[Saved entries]
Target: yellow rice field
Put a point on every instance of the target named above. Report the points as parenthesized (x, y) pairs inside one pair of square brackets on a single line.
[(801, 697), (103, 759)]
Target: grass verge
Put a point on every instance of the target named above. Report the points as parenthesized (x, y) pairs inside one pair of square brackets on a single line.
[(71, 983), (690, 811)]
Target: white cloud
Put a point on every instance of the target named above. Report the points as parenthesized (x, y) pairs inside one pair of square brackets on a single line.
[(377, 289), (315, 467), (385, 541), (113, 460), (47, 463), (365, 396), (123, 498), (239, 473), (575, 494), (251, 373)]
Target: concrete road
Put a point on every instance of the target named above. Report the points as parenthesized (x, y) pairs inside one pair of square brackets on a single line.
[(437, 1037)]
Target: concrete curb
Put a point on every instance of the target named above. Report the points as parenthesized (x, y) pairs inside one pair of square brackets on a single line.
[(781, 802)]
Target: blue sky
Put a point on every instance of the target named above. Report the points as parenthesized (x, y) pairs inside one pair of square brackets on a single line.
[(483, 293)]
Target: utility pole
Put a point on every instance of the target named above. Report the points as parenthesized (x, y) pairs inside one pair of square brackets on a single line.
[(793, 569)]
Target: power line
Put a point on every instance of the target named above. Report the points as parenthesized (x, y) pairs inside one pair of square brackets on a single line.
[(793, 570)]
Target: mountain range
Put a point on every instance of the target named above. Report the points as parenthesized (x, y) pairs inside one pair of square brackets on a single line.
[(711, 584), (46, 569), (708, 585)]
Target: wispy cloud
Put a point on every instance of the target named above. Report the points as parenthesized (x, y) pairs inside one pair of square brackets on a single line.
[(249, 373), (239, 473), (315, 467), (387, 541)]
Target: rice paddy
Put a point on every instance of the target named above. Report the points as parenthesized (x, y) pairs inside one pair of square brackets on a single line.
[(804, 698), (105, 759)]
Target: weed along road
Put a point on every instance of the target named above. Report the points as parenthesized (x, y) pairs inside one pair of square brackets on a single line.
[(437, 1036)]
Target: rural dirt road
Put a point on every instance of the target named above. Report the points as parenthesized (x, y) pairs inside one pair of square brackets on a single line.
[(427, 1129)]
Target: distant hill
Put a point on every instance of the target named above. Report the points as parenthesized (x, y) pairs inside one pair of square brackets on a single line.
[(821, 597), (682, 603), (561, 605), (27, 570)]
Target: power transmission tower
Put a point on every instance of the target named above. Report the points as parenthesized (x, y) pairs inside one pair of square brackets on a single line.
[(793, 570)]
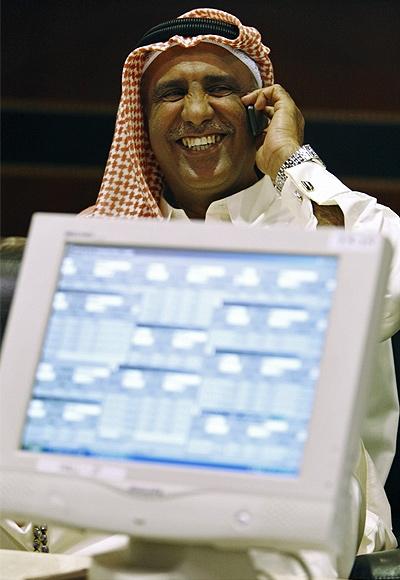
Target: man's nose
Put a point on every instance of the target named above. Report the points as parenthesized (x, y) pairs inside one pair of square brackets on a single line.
[(196, 108)]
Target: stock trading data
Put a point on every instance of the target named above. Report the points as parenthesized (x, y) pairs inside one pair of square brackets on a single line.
[(193, 358)]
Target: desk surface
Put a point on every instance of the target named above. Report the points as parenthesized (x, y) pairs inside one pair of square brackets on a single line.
[(16, 565)]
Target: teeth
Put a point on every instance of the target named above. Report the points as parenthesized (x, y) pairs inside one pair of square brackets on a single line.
[(201, 142)]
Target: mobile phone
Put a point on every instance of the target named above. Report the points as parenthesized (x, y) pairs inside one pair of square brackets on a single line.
[(257, 120)]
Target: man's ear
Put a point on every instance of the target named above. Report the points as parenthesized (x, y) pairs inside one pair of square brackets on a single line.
[(260, 138)]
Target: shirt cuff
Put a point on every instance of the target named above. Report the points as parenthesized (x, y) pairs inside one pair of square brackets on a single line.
[(311, 179)]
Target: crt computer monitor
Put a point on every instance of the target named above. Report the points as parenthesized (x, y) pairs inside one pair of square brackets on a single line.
[(187, 382)]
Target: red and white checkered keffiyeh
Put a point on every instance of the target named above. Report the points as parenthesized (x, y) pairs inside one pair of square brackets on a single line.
[(133, 183)]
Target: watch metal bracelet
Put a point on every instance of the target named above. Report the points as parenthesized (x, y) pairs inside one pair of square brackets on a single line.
[(304, 153)]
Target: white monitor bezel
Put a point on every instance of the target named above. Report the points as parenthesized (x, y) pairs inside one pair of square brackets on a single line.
[(363, 265)]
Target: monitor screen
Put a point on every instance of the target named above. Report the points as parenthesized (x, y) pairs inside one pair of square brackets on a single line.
[(190, 358)]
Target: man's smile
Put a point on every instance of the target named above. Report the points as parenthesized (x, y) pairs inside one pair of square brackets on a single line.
[(201, 143)]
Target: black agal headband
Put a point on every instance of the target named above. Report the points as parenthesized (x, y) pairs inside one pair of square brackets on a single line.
[(188, 27)]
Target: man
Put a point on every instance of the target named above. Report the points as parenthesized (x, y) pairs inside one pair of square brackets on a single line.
[(182, 149)]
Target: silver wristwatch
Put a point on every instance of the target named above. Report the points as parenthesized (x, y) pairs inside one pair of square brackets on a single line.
[(305, 153)]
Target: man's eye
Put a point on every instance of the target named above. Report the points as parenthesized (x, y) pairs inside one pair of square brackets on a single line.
[(172, 95), (219, 90)]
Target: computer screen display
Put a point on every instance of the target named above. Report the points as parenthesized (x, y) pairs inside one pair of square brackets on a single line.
[(189, 358)]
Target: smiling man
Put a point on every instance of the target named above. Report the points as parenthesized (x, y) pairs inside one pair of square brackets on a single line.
[(183, 148)]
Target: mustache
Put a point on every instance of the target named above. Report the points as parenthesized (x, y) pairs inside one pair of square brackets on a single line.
[(188, 128)]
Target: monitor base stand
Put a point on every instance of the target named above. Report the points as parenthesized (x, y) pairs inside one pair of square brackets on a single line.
[(160, 561)]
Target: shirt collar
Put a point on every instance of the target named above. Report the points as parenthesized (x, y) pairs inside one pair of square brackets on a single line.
[(247, 206)]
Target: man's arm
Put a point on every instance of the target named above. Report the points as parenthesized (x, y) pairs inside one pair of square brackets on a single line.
[(328, 215)]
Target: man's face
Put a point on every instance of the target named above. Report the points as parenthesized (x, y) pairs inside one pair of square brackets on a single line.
[(197, 124)]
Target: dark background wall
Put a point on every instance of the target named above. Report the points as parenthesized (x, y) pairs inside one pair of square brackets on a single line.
[(61, 71)]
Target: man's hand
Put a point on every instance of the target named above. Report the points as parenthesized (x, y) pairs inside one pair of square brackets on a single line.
[(284, 134)]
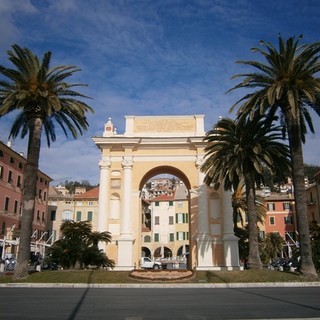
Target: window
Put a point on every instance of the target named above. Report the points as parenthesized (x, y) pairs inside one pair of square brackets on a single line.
[(181, 218), (115, 184), (3, 228), (271, 206), (290, 236), (53, 215), (311, 197), (15, 209), (10, 176), (271, 221), (287, 220), (6, 204), (286, 206), (182, 235), (67, 215), (262, 234), (78, 217), (19, 181)]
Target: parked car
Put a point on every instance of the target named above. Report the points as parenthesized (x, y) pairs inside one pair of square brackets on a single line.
[(147, 263)]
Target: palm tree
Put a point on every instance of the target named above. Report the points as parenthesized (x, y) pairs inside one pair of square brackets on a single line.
[(239, 206), (41, 98), (78, 246), (95, 237), (287, 84), (237, 152)]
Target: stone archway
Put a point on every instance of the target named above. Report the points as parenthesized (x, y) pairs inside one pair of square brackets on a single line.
[(151, 144)]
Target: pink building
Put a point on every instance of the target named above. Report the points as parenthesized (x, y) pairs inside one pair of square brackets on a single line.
[(281, 217), (12, 166)]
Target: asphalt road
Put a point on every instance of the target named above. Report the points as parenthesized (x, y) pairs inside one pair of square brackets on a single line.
[(159, 303)]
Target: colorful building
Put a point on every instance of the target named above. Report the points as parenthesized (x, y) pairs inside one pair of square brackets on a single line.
[(12, 166)]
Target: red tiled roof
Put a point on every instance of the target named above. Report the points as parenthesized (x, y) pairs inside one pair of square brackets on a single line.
[(91, 194), (164, 197)]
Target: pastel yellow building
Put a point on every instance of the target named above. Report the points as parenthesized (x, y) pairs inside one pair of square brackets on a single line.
[(153, 145)]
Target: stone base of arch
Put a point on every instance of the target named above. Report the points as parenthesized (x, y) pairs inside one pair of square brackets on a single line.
[(125, 253)]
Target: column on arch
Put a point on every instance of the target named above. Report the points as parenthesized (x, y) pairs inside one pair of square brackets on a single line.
[(125, 241), (204, 240), (105, 165)]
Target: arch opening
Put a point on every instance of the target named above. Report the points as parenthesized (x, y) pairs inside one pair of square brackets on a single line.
[(165, 215)]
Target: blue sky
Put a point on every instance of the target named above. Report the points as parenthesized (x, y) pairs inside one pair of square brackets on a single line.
[(148, 57)]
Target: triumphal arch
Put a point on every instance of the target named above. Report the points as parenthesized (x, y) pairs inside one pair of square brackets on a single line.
[(150, 146)]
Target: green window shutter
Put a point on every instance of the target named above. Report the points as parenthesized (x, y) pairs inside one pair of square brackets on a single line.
[(53, 215)]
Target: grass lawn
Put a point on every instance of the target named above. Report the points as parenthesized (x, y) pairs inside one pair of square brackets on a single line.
[(120, 277)]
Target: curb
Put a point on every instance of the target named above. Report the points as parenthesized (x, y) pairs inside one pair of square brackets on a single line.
[(163, 285)]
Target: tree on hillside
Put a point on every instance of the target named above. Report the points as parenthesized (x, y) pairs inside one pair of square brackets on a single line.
[(287, 84), (237, 152), (41, 97), (273, 246)]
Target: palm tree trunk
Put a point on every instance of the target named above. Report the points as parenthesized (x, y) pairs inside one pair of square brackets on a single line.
[(307, 265), (28, 198), (254, 260)]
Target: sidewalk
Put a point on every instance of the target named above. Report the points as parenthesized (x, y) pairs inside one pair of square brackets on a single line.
[(163, 285)]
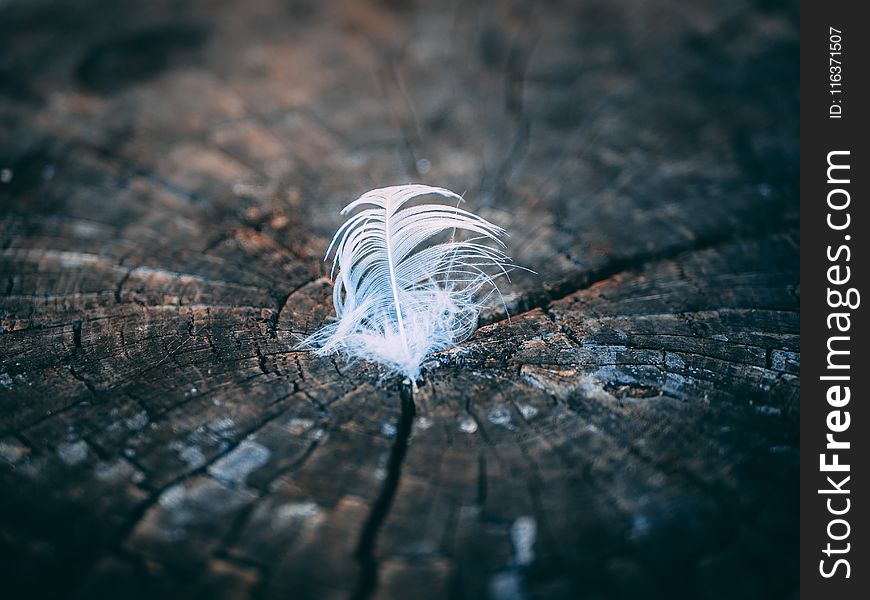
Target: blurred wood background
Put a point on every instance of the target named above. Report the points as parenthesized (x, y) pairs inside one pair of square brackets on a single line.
[(170, 174)]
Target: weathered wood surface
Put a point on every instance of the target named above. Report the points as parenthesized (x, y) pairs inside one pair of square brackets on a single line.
[(171, 174)]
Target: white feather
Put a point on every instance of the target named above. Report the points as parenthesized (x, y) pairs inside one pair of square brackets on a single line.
[(396, 300)]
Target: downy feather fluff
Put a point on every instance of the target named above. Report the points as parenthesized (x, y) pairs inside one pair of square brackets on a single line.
[(396, 298)]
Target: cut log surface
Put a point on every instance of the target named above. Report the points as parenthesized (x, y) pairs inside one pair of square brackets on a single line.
[(170, 176)]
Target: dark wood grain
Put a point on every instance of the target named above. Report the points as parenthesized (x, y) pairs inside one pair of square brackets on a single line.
[(171, 175)]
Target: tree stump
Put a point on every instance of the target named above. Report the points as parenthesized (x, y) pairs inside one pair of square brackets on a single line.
[(171, 176)]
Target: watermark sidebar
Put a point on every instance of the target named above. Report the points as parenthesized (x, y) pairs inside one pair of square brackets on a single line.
[(835, 370)]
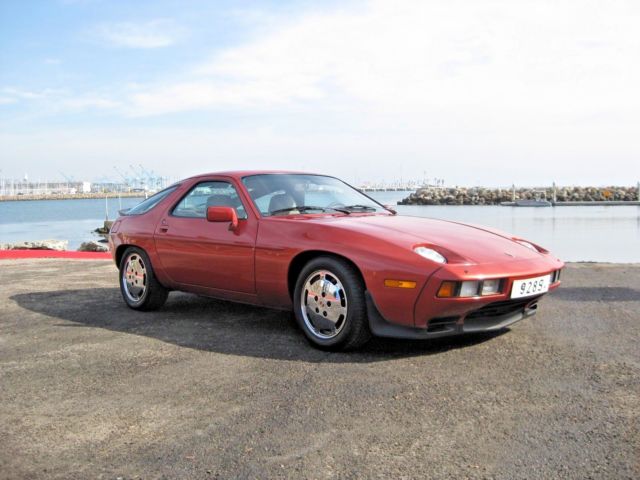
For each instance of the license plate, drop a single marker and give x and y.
(530, 286)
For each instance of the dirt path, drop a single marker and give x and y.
(208, 389)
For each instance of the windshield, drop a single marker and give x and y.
(291, 194)
(149, 203)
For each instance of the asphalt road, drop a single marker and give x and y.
(208, 389)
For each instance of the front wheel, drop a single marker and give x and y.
(329, 305)
(138, 284)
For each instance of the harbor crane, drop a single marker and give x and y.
(127, 181)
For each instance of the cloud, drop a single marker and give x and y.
(409, 56)
(152, 34)
(57, 100)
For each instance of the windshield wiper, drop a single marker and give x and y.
(306, 208)
(363, 208)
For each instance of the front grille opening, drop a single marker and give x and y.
(443, 324)
(497, 309)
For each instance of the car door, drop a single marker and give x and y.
(194, 251)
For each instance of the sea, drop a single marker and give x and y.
(574, 234)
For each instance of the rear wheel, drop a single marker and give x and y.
(329, 304)
(139, 287)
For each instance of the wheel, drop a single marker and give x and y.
(329, 305)
(138, 285)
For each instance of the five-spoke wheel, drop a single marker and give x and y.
(329, 304)
(138, 284)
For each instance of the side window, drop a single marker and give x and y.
(209, 194)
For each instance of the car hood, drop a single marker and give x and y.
(459, 243)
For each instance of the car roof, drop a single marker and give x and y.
(245, 173)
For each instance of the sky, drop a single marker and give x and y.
(476, 93)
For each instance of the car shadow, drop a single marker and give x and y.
(597, 294)
(218, 326)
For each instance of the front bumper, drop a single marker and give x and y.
(489, 317)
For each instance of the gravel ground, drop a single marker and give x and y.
(209, 389)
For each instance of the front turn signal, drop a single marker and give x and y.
(399, 283)
(447, 289)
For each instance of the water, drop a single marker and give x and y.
(598, 233)
(73, 220)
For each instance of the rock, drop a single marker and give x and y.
(60, 245)
(93, 246)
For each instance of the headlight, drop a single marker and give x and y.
(469, 289)
(430, 254)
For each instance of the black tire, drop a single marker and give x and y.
(351, 330)
(153, 294)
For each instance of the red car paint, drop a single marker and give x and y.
(252, 263)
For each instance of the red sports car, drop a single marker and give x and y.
(348, 266)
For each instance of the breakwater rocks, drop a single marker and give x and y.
(496, 196)
(58, 245)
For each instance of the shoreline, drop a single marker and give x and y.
(78, 196)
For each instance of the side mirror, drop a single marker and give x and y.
(223, 214)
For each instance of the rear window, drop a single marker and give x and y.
(152, 201)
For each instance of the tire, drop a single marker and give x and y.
(138, 285)
(335, 318)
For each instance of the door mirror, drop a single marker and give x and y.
(223, 214)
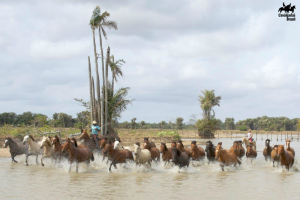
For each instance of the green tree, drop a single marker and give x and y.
(179, 123)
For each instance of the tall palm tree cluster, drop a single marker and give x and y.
(105, 104)
(209, 123)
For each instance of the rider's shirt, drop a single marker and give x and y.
(95, 129)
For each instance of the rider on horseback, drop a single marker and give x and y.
(95, 129)
(249, 136)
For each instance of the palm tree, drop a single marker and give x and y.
(208, 101)
(115, 67)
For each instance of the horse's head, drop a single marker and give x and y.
(74, 141)
(193, 145)
(179, 144)
(280, 150)
(7, 141)
(136, 148)
(173, 144)
(107, 149)
(66, 145)
(163, 147)
(175, 154)
(208, 145)
(103, 142)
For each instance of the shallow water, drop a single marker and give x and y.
(256, 180)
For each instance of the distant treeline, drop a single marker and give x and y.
(83, 119)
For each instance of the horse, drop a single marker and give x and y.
(155, 154)
(286, 157)
(15, 149)
(197, 153)
(74, 141)
(241, 148)
(181, 148)
(142, 156)
(289, 148)
(77, 154)
(246, 141)
(117, 156)
(234, 149)
(49, 150)
(33, 149)
(275, 157)
(251, 152)
(180, 158)
(166, 153)
(152, 144)
(58, 154)
(210, 151)
(226, 158)
(267, 150)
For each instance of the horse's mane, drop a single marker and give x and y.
(31, 137)
(179, 141)
(164, 146)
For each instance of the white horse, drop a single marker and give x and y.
(246, 141)
(118, 146)
(49, 150)
(142, 156)
(34, 148)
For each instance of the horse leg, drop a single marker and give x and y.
(77, 163)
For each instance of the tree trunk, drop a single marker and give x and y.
(98, 79)
(106, 85)
(94, 101)
(91, 92)
(103, 79)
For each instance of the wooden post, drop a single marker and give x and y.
(106, 86)
(91, 92)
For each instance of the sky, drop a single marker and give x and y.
(173, 50)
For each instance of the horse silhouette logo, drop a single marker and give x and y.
(287, 8)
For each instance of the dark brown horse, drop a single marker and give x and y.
(241, 148)
(166, 153)
(15, 149)
(274, 156)
(286, 157)
(289, 148)
(197, 153)
(251, 152)
(77, 154)
(155, 155)
(182, 148)
(117, 156)
(267, 150)
(226, 158)
(235, 150)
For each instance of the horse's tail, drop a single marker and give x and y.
(92, 157)
(239, 161)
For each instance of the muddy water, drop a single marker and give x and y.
(256, 180)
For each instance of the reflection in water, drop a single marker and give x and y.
(201, 180)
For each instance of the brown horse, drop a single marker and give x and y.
(182, 148)
(241, 148)
(274, 156)
(267, 150)
(251, 152)
(289, 148)
(58, 154)
(166, 153)
(77, 154)
(286, 157)
(226, 158)
(155, 155)
(235, 150)
(197, 153)
(117, 156)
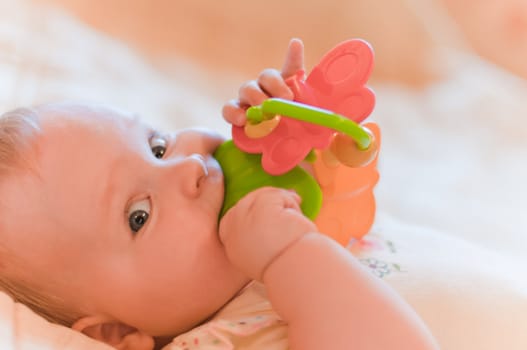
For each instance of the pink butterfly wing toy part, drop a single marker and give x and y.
(337, 83)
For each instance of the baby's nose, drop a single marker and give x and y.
(192, 170)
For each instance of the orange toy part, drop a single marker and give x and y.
(348, 203)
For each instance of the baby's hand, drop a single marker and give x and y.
(270, 83)
(260, 227)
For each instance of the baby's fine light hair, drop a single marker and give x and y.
(18, 129)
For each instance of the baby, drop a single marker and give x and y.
(111, 227)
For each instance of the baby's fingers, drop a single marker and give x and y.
(233, 113)
(294, 60)
(272, 83)
(252, 94)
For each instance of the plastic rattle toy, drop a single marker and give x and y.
(321, 125)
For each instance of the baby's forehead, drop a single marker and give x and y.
(70, 117)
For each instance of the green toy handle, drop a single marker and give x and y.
(319, 116)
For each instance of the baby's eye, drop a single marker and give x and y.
(138, 214)
(158, 145)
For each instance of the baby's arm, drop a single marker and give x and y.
(327, 298)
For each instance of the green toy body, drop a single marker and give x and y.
(243, 173)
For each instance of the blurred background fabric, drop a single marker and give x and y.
(450, 80)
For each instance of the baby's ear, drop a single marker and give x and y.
(114, 333)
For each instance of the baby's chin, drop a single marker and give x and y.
(214, 183)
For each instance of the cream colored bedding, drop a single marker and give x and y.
(451, 233)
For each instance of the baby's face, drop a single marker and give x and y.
(126, 218)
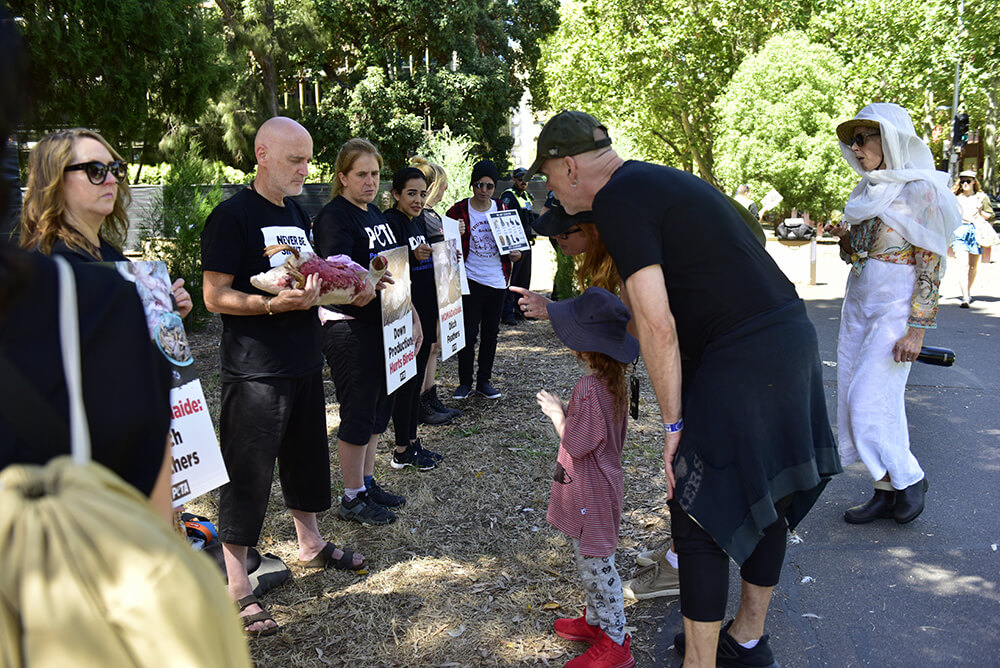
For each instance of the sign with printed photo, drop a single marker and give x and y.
(451, 231)
(449, 292)
(397, 321)
(507, 230)
(197, 461)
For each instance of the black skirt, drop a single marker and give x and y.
(755, 430)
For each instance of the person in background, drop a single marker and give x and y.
(588, 486)
(976, 227)
(432, 410)
(897, 224)
(77, 200)
(273, 403)
(743, 197)
(409, 190)
(519, 199)
(489, 275)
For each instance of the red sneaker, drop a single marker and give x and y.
(578, 629)
(605, 653)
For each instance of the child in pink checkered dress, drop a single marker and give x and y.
(588, 487)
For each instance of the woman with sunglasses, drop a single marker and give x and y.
(76, 202)
(897, 225)
(489, 275)
(967, 243)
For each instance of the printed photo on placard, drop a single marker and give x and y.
(449, 292)
(507, 230)
(198, 467)
(450, 228)
(397, 321)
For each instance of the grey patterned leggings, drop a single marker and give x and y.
(603, 586)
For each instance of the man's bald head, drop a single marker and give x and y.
(283, 149)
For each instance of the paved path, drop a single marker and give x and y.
(924, 594)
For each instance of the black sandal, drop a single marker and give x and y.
(325, 558)
(250, 620)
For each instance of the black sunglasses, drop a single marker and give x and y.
(97, 172)
(860, 138)
(565, 235)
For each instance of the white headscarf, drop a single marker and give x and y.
(909, 195)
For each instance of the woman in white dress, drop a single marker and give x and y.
(897, 225)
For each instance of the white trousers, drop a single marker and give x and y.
(871, 415)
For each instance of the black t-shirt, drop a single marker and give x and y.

§ SET TASK
Starting at the line that contains "For each instance of the red sneaker, drop", print every line through the end of the listing, word for word. Leave out all the rest.

§ SOLVED PROBLEM
For each instance of the red sneaker, drop a single marker and give x and y.
(578, 629)
(605, 653)
For each instance of the child in pink checkered dress, drop a single marker and give x and y.
(588, 487)
For each instance of the woman with sunglasses, drop a single marker and give x and y.
(76, 202)
(897, 225)
(489, 275)
(967, 243)
For each instance of the printed photo on placard, drop a single marker and give x and y.
(449, 292)
(507, 230)
(198, 467)
(450, 228)
(397, 321)
For each instance of the grey patterned leggings, drop a single marker and give x and y.
(603, 586)
For each instance of the man's bald head, drop a single marker and give x and y.
(283, 149)
For each instance of the paved path, drop a single marker and give x and y.
(924, 594)
For each instance of the black sandal, drop a single marker and give x and y.
(325, 558)
(250, 620)
For each instance of the black sunglasses, drop a single marker and give x and y.
(97, 172)
(860, 138)
(565, 235)
For each instance of the white headscarf, drop a single marker and give x and y.
(909, 195)
For each instance of the woman in white dress, drop a single marker and give x and y.
(897, 225)
For each instance of the white trousers, drop a single marker and give x and y.
(871, 415)
For each instance of the black t-shirt, drop a single marker and give x and y.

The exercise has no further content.